━━━━━ QUOTED TEXT
# Banks Co. Rut



## gapacman (Nov 9, 2014)

First time hunting Banks Co. when is the rut.


----------



## smoove (Nov 9, 2014)

Nov 15-20 Lived here 52 years carve it in stone


----------



## gapacman (Nov 9, 2014)

*Thanks*

will be in the woods


----------



## linefuse (Nov 9, 2014)

Yeah the last three years here at my place it has been the week of Thanksgiving. So it's usually around the third or fourth week in November. However I killed a 130" 8 pointer Saturday morning that was running a young doe. But that's the only chasing we saw this weekend.


----------



## sea trout (Nov 9, 2014)

nice buck line fuse!!!!!!!!!!!!!!!!!!!!
Is his picture up on here somewhere?

I've seen chasin action around the 20th of nov at our place. Been steady like that for the 9 or 10 years we've lived here


----------



## linefuse (Nov 10, 2014)

I'll try and post a pic sometime today.


----------



## deerhunter15 (Nov 11, 2014)

*Banks county*

Hunted hard so far this year and have tons if a scrapes and rubs but I haven seen many deer at all. Maybe have seen 15 all season. Have good pictures and really nice bucks. But just can't get a live one to show up when I'm there hope this cold front will make them move.
━━━━━━━━━━
━━━━━ INFORMATION PROVIDED
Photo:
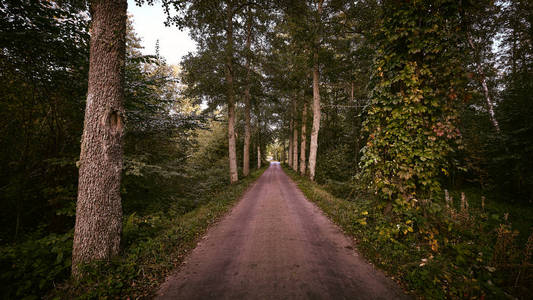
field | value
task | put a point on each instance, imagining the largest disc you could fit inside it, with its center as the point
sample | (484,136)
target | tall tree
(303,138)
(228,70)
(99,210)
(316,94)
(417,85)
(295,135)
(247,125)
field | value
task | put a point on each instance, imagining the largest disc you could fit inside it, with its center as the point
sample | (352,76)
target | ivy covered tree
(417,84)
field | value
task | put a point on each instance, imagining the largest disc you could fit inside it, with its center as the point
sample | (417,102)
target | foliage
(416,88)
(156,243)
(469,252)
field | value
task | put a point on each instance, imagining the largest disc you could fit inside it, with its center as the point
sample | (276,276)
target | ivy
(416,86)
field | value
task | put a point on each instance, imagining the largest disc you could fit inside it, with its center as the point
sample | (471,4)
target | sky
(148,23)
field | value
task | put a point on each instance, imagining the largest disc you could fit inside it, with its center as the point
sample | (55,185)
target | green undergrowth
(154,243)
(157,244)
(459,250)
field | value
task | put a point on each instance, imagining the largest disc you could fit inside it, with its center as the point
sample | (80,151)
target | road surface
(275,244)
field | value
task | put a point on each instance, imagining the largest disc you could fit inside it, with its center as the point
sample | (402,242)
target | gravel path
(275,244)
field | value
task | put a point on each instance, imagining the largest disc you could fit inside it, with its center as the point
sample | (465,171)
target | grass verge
━━━━━━━━━━
━━━━━ INFORMATION PROVIDED
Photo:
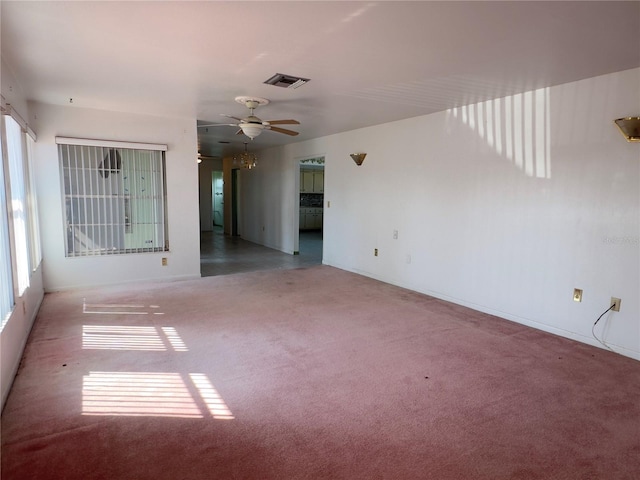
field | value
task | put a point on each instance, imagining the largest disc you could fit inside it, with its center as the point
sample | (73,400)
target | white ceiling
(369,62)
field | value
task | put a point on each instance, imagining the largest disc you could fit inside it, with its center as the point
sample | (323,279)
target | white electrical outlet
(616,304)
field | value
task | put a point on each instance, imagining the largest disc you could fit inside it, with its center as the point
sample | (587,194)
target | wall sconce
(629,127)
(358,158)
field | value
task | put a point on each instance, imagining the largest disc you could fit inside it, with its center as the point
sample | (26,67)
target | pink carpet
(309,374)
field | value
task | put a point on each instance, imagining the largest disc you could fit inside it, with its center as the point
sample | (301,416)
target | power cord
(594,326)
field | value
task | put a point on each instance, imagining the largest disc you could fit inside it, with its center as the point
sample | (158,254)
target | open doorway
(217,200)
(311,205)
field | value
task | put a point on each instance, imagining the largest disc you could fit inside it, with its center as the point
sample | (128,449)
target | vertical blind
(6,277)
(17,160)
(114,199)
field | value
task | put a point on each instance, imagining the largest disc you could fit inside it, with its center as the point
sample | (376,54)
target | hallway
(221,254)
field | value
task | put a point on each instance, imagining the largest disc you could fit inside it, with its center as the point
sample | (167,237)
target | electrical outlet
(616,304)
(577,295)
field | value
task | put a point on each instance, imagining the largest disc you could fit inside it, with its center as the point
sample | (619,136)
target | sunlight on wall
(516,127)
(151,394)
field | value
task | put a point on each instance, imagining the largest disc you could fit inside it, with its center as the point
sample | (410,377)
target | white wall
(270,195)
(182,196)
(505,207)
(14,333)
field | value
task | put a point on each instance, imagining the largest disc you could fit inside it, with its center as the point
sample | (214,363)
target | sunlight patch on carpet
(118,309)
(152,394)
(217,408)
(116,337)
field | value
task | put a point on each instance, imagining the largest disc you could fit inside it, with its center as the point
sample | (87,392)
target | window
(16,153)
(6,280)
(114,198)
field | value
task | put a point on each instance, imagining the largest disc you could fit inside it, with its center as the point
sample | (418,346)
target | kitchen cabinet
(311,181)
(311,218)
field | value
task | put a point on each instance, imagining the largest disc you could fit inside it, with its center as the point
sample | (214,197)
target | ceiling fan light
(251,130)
━━━━━━━━━━
━━━━━ INFORMATION PROVIDED
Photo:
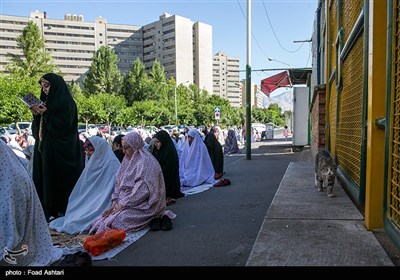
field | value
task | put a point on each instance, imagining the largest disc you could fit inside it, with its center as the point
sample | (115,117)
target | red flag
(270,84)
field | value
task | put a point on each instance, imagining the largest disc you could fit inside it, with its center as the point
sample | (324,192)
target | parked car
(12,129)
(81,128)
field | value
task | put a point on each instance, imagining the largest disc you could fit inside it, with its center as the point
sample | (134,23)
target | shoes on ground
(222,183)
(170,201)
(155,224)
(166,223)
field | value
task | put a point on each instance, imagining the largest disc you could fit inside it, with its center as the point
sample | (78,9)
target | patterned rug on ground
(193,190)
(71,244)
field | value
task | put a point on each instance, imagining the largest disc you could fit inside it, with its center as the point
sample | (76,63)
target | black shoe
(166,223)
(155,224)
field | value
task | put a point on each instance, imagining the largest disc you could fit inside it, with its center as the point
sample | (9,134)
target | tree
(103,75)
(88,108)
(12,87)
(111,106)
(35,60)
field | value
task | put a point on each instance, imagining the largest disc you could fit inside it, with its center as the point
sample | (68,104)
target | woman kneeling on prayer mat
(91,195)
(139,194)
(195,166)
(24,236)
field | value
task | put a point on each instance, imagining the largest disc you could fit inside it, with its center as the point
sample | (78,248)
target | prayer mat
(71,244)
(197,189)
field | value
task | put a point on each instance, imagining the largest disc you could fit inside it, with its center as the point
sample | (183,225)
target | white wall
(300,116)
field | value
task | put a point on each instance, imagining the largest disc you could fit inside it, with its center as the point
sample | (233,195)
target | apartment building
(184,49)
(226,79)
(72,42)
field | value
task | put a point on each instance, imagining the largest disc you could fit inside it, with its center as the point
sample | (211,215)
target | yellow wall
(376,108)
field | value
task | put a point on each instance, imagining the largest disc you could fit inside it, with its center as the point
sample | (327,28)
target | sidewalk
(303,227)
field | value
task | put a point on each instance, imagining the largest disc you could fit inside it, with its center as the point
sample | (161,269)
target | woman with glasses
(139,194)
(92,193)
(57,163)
━━━━━━━━━━
AIM A> Count the lines in the records that contain the string "woman", treating case as significant, and give only the number.
AIM B> Please carry on the Banks County rut thread, picking up right after its last post.

TASK RESPONSE A> 2

TASK RESPONSE B>
----------



## Georgiadawgs78 (Nov 13, 2014)

It's been slow at my place here lately. I've had several 0 hunts last week. This is my third time in the woods this week. Seen a button head the first hunt, then seen a Doe still with her two little ones yesterday evening. So far this evening just a 4 or 5 pointer in the plot. Hoping something will get cranked up soon. I know of a couple good ones killed so far and two good ones that weren't found.


----------



## doubleshot (Nov 22, 2014)

Bucks chasing does in banks yet


----------



## sea trout (Nov 24, 2014)

I just hunted my banks co spot today for first time this year.
I saw 4 different weanlings this morning.
3 together then 1 loner late in the morning.
I didn't see no chasin but maybe the mamma's are busy


----------



## Georgiadawgs78 (Nov 24, 2014)

I haven't seen any chasing personally. Heard of it going on though from a few people. Killed a good sized doe Saturday AM after letting a 1.5yr old spike cruise on by looking for hot does. Her hocks were a slight yellow, nothing noting she was in rut and her milk sac was full.


----------



## smoove (Nov 24, 2014)

neighbors got couple of good bucks Thursday and Saturday Banks  - Madison Co. line chasing


----------



## hoochman2 (Dec 16, 2014)

smoove your dates were correct (15th - 20th november). thats when we were able to take our best couple of deer this year.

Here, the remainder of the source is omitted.